* What is expected
Take from the material every line that contains the word "query".

————

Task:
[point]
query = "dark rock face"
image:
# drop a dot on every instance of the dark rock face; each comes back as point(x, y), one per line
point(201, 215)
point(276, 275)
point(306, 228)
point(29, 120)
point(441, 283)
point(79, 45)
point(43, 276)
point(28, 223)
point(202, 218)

————

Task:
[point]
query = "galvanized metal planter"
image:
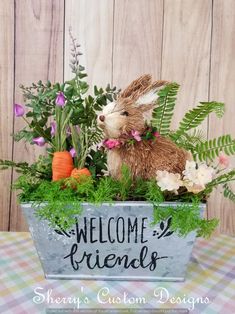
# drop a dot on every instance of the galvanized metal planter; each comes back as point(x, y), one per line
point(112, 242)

————

* Answer
query = "dark rock face"
query = "galvanized metal planter"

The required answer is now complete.